>>>

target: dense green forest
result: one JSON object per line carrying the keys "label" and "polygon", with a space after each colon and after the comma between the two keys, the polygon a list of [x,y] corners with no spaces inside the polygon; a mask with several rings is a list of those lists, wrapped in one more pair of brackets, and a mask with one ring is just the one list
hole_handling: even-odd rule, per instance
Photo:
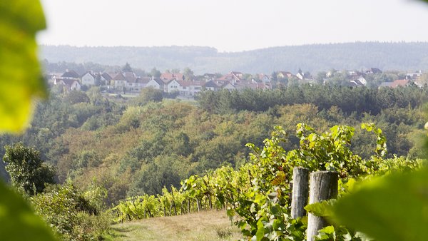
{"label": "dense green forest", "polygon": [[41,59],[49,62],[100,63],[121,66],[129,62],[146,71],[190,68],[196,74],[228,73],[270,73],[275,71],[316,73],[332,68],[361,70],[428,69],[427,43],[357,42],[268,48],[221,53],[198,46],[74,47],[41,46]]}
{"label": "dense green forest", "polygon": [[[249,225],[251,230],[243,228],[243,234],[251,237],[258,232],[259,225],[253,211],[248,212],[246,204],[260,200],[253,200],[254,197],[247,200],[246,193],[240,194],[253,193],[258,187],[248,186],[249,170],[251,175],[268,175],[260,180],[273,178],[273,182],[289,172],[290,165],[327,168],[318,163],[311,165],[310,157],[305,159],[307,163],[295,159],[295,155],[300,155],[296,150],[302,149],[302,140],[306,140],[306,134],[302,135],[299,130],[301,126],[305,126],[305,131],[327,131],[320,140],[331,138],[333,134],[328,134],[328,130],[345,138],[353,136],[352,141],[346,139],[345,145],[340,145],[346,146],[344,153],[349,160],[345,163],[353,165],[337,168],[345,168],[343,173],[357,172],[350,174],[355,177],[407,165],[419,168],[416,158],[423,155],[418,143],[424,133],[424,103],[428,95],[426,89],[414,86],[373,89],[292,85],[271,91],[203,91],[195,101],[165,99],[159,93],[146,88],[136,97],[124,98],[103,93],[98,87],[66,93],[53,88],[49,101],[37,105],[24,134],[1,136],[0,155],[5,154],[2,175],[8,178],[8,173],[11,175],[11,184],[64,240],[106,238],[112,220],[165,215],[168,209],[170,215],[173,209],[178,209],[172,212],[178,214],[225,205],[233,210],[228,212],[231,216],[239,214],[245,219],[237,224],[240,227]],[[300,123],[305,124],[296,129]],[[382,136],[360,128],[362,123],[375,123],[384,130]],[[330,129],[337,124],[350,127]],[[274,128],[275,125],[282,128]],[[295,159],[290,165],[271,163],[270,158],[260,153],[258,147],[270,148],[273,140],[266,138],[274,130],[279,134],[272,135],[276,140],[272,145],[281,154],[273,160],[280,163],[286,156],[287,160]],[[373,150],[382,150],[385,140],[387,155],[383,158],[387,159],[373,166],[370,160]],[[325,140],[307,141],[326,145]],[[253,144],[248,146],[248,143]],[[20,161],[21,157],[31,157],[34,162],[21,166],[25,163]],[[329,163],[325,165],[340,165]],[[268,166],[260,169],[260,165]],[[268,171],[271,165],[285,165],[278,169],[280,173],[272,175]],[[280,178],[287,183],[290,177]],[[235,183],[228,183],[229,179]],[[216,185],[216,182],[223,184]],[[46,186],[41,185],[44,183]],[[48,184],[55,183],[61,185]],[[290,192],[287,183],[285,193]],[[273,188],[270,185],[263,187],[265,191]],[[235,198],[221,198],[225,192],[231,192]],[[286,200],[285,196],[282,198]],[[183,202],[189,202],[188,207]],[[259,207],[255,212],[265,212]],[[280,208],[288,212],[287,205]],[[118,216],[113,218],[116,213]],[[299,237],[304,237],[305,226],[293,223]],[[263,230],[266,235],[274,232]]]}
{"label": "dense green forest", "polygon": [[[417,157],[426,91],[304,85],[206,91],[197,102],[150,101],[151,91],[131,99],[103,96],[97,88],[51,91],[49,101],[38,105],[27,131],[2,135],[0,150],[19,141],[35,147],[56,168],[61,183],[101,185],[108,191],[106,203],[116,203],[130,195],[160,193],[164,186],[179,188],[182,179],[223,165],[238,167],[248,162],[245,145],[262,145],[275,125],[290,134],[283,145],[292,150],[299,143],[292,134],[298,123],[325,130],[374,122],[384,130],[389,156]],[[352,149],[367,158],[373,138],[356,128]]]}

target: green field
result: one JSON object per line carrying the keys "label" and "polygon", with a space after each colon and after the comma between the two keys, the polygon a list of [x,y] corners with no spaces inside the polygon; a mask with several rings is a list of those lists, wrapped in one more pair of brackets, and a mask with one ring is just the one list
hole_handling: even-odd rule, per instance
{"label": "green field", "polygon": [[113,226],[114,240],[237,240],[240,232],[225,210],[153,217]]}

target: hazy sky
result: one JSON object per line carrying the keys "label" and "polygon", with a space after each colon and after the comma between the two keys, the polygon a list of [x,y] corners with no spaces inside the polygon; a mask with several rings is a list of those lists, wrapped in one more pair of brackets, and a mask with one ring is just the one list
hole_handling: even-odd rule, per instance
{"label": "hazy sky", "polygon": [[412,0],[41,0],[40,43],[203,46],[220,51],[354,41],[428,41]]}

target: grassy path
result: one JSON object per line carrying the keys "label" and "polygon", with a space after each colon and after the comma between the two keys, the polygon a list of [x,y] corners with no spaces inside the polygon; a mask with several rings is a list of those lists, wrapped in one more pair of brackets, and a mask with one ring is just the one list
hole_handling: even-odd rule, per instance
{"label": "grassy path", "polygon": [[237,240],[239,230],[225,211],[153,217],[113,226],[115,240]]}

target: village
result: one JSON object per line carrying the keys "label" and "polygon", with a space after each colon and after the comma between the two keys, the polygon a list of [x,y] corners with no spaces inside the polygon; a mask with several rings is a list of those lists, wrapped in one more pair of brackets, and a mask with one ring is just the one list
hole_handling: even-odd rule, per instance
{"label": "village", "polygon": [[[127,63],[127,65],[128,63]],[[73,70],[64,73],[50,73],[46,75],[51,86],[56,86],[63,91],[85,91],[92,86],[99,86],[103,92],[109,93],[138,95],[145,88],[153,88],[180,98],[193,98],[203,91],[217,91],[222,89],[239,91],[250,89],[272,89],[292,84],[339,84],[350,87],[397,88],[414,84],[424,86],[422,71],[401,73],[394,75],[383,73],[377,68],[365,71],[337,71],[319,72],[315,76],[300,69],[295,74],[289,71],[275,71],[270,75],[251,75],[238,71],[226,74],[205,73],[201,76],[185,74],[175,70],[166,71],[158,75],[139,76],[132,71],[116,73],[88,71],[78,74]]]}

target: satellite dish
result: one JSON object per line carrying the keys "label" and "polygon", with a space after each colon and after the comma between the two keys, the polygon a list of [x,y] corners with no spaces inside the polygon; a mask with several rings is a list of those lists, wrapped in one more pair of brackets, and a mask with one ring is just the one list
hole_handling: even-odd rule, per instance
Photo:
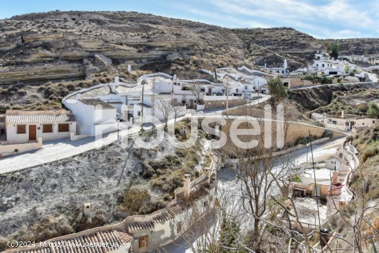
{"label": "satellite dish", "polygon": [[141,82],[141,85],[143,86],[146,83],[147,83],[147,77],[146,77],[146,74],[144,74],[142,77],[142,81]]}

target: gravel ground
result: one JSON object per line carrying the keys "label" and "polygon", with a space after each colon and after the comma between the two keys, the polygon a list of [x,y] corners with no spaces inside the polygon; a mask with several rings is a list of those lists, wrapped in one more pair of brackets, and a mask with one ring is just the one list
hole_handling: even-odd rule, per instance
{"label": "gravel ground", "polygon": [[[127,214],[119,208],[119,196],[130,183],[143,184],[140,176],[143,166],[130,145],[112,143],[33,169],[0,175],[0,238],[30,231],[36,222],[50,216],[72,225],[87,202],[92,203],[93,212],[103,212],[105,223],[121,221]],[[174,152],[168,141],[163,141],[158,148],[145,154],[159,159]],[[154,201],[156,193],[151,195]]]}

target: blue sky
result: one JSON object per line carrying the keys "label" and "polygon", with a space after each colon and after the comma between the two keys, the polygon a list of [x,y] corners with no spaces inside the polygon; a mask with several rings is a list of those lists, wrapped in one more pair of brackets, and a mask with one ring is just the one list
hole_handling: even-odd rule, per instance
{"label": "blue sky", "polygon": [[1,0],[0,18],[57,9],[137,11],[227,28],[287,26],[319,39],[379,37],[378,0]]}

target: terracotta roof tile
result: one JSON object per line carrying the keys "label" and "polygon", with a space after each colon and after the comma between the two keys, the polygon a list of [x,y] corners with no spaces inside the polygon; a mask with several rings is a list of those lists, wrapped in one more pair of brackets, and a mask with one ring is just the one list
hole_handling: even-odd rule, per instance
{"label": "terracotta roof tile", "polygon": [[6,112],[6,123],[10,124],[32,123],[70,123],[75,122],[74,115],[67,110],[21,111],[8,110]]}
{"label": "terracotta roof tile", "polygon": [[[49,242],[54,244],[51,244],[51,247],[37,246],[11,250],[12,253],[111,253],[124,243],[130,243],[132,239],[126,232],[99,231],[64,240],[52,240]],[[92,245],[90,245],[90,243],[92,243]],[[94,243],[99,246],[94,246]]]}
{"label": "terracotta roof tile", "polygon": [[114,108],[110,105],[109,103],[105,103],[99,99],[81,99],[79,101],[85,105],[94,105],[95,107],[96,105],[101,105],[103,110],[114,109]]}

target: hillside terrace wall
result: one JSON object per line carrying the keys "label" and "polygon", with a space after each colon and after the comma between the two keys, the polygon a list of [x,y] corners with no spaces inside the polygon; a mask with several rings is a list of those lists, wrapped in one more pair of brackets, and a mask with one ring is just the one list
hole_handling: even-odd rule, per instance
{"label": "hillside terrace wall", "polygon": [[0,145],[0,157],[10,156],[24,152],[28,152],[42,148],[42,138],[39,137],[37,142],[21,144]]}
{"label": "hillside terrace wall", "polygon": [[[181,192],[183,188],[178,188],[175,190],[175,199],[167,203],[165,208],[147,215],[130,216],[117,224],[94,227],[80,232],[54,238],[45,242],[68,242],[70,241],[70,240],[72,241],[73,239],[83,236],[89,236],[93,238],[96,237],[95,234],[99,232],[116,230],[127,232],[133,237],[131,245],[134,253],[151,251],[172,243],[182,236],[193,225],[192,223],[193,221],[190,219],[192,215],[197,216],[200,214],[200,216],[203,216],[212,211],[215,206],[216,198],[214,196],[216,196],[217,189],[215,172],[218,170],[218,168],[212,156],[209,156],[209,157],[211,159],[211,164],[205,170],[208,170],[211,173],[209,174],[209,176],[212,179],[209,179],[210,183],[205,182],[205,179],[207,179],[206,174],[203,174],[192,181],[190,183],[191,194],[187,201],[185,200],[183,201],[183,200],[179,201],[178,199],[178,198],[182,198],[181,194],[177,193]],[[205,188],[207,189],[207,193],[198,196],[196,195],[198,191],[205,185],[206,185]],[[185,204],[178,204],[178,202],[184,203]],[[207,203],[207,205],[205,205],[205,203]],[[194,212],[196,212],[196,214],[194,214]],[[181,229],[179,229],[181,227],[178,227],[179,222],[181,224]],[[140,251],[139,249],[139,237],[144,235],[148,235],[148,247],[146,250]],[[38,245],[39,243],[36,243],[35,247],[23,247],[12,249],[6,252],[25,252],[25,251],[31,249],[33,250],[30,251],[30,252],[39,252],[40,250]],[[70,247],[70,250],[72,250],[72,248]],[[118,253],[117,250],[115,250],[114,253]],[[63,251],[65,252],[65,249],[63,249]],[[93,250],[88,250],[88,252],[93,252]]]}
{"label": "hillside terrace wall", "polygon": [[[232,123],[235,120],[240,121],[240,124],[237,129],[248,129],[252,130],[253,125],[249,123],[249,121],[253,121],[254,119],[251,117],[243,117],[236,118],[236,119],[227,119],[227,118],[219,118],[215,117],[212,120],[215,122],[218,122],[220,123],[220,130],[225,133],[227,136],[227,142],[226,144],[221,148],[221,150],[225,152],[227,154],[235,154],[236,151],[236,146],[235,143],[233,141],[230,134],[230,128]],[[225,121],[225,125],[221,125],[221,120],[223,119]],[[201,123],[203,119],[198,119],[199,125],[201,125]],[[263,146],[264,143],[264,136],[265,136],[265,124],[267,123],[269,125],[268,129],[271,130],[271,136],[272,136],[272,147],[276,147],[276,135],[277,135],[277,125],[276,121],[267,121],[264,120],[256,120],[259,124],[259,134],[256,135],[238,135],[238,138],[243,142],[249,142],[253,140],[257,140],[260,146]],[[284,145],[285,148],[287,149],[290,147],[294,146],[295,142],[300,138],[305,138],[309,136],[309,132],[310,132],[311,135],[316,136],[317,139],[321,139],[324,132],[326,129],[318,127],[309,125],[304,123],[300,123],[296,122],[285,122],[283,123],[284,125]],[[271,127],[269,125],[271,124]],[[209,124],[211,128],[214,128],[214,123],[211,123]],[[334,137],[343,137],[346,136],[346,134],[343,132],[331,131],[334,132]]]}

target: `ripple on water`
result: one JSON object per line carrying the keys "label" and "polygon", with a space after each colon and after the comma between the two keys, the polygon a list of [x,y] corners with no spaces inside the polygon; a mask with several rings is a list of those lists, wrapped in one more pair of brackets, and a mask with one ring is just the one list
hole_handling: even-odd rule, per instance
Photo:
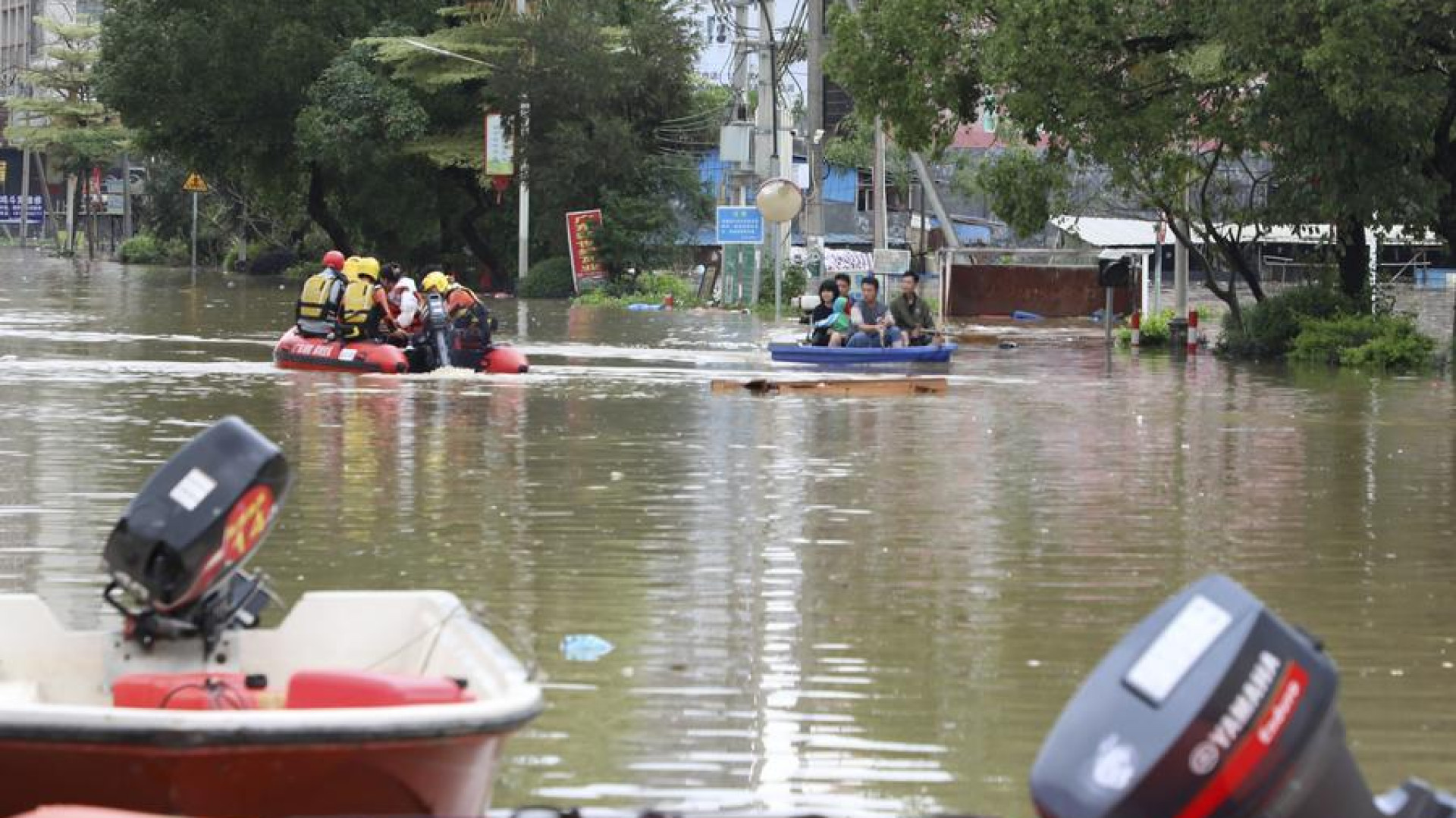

<<<

- [Set task] Which lines of the material contain the string "target", with case taken into account? Pick out each one and copy it in full.

- [Full output]
target: dense green forest
target: green field
target: hazy sky
target: grassy path
target: village
target: satellite dish
target: gravel ground
target: blue sky
target: terracotta roof tile
target: hillside terrace wall
target: `ripple on water`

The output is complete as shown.